* Brief:
Gather all lines in the entries that include the word "bank".

* Data:
____________________

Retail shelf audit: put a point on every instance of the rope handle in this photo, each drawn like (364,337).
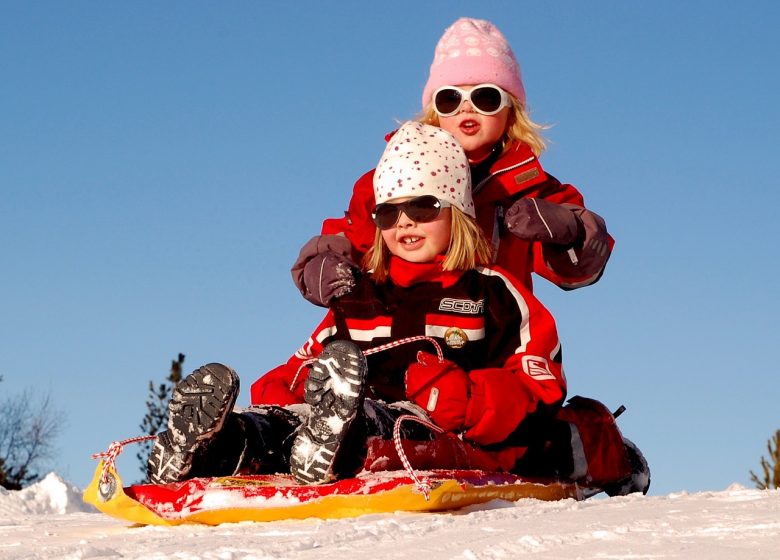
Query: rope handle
(113,452)
(423,484)
(374,350)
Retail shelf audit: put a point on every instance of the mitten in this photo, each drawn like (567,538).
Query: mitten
(441,388)
(325,269)
(328,275)
(591,254)
(536,219)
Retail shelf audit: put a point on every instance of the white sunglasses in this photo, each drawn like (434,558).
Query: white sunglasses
(487,99)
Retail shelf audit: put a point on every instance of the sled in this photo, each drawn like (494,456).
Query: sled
(231,499)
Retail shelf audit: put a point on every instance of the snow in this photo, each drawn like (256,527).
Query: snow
(49,520)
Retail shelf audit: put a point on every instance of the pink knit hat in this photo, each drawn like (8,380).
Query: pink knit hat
(471,52)
(421,159)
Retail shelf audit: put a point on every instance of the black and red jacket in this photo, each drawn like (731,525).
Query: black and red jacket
(484,320)
(516,173)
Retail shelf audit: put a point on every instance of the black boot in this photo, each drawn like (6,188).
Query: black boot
(335,390)
(198,410)
(638,480)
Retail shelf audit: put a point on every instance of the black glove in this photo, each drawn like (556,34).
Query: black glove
(328,275)
(325,269)
(535,219)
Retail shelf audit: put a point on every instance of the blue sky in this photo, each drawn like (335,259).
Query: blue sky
(161,163)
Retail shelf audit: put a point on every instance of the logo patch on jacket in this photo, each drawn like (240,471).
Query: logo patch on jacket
(537,367)
(462,306)
(454,329)
(521,178)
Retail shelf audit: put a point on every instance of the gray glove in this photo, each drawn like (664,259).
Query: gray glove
(535,219)
(324,269)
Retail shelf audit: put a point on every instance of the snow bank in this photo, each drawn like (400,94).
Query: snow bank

____________________

* Answer to this problem:
Retail shelf audit: put a point on every instance of the snow bank in this photo, each drawn like (400,94).
Query: snow bank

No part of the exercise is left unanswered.